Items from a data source

[Start of section]

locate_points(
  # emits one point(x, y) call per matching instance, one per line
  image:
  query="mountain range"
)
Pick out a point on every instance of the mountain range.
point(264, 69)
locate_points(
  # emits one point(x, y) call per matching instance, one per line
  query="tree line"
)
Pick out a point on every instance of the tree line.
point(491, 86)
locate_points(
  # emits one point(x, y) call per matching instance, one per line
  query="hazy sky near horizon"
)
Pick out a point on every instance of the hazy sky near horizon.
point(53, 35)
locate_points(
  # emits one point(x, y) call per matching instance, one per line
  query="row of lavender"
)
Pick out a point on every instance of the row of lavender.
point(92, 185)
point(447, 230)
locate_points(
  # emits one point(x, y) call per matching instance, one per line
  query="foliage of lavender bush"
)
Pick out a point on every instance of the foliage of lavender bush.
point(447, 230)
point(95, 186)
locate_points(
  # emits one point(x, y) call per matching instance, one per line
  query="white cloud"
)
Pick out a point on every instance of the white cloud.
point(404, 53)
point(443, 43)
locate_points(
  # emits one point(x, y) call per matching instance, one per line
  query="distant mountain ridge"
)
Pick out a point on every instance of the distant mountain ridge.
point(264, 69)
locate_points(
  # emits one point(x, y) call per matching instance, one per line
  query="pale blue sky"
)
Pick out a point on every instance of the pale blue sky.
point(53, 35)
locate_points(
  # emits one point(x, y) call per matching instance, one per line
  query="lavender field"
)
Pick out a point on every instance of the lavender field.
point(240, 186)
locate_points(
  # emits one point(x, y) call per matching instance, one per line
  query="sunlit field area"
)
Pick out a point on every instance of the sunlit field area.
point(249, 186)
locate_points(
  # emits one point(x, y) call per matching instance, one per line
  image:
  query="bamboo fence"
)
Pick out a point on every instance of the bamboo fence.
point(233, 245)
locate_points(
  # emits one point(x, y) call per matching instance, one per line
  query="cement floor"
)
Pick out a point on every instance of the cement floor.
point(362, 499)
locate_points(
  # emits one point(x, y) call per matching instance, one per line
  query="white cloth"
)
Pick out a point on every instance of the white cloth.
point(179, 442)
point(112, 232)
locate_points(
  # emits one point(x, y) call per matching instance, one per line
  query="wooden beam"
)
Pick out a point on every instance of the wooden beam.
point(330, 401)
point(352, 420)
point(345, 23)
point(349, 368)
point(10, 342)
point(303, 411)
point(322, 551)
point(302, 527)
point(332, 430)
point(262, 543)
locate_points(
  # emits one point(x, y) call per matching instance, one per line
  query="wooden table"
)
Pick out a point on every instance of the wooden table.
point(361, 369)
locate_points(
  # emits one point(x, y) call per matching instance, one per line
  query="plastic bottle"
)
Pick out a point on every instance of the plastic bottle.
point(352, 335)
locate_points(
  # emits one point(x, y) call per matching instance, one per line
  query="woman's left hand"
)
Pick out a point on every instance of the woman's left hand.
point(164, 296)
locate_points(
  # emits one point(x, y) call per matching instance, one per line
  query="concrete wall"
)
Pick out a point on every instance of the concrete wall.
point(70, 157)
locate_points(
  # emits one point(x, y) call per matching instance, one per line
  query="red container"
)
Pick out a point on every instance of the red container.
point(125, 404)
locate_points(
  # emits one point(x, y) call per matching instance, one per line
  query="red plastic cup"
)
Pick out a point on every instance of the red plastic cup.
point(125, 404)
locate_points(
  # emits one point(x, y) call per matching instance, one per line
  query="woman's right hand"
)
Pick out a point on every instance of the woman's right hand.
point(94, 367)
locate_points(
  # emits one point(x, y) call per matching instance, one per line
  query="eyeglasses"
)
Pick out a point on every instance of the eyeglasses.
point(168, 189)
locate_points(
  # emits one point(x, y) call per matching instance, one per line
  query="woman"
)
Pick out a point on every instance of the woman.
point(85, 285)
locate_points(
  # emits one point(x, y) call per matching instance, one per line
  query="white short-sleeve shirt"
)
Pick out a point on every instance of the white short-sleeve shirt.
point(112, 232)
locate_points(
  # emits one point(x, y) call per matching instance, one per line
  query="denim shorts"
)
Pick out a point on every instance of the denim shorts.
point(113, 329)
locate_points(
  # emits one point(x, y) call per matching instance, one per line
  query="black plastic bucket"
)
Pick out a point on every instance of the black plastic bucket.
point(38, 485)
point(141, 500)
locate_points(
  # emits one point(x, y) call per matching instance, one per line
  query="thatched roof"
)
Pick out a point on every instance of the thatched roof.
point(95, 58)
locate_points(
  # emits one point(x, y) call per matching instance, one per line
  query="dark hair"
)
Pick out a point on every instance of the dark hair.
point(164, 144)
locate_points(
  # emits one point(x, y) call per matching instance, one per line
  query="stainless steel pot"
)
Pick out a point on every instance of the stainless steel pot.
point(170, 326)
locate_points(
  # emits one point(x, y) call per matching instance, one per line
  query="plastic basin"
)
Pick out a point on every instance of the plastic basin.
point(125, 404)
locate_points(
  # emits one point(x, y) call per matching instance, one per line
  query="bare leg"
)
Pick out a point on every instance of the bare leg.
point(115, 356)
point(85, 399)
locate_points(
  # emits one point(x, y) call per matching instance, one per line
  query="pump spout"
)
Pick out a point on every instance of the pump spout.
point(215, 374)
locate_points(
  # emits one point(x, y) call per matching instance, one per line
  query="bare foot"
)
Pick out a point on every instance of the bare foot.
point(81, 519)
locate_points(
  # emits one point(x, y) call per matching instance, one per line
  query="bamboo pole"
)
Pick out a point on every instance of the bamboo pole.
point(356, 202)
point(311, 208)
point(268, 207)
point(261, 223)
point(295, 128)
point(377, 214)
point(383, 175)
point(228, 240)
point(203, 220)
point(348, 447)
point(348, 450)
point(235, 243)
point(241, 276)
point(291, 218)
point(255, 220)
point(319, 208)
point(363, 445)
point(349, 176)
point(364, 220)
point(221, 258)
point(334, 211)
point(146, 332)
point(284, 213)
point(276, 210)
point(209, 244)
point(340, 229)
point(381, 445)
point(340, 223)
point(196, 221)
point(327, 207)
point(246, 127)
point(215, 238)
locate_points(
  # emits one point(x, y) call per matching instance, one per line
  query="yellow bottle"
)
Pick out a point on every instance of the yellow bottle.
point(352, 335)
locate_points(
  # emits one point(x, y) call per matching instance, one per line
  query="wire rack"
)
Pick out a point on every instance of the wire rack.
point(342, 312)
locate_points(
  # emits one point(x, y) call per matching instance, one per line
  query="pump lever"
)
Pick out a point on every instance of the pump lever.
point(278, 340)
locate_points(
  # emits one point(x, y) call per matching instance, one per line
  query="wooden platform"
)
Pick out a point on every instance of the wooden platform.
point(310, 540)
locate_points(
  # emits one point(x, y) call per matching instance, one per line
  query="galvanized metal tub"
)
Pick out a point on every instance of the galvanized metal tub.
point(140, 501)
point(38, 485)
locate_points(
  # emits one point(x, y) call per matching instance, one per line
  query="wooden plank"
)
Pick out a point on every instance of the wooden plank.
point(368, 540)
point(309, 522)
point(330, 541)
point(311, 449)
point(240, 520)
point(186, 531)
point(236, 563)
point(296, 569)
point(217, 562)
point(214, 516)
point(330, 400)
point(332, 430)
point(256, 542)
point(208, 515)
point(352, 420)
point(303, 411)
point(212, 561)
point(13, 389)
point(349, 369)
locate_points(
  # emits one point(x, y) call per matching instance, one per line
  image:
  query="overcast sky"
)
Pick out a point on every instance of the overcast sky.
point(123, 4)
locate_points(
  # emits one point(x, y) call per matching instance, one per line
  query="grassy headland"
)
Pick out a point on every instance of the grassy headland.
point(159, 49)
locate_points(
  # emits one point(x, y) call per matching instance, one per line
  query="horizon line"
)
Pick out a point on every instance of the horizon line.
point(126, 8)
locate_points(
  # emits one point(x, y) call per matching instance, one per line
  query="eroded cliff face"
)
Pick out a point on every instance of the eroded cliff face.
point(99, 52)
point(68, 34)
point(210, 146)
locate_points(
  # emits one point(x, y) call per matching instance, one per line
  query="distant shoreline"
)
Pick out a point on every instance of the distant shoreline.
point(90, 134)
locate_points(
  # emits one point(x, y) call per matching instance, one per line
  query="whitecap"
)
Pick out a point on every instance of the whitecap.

[End of section]

• **ASSIGNMENT**
Out of the preceding entries, pull each line that contains the word "whitecap".

• **THE ANSWER**
  query="whitecap"
Pick out a point on every instance of the whitecap.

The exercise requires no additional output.